┏━━

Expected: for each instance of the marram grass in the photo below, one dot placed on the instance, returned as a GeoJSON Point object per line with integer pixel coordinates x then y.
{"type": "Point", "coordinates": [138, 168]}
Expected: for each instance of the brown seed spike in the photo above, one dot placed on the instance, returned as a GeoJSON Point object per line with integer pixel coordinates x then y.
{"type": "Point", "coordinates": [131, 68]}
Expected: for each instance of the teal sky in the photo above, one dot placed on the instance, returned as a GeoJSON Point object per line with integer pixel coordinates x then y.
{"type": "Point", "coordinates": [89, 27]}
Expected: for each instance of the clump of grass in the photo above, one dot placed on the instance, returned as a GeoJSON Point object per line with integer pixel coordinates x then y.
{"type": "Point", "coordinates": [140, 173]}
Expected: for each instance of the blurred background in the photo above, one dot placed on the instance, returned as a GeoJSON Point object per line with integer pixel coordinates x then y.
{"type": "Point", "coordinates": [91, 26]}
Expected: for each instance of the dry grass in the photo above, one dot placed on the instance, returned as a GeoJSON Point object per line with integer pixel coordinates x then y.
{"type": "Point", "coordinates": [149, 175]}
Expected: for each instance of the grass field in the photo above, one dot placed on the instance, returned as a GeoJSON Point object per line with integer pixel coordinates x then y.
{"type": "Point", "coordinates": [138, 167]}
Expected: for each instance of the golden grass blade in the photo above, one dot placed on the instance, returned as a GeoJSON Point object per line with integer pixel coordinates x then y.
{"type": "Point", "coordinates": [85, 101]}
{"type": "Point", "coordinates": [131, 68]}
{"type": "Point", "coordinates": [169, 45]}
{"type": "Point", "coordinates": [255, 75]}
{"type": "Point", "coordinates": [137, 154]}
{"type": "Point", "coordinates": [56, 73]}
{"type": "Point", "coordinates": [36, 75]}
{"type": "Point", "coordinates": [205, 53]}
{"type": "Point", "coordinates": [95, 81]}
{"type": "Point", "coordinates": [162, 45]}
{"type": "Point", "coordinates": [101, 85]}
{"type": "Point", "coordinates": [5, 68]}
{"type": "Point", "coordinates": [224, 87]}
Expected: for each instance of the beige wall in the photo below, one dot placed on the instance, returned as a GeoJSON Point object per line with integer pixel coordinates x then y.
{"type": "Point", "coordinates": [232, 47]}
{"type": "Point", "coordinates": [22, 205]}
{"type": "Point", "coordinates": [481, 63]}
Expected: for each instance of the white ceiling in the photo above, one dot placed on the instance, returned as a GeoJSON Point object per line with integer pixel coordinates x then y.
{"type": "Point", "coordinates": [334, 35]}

┗━━

Task prompt
Quote only the lines from the line containing "Expected: for each instance of the beige" through the end of the entries, keeping the first and the last.

Solution for this task
Expected: for each instance of the beige wall in the photo below, one dot placed on the instance, returned as a GeoJSON Point object per line with integer pixel coordinates x then y.
{"type": "Point", "coordinates": [232, 47]}
{"type": "Point", "coordinates": [22, 205]}
{"type": "Point", "coordinates": [481, 63]}
Expected: for each instance of the white ceiling in the photo above, one dot placed on the instance, returned as a GeoJSON Point object per line with integer pixel coordinates x then y.
{"type": "Point", "coordinates": [334, 35]}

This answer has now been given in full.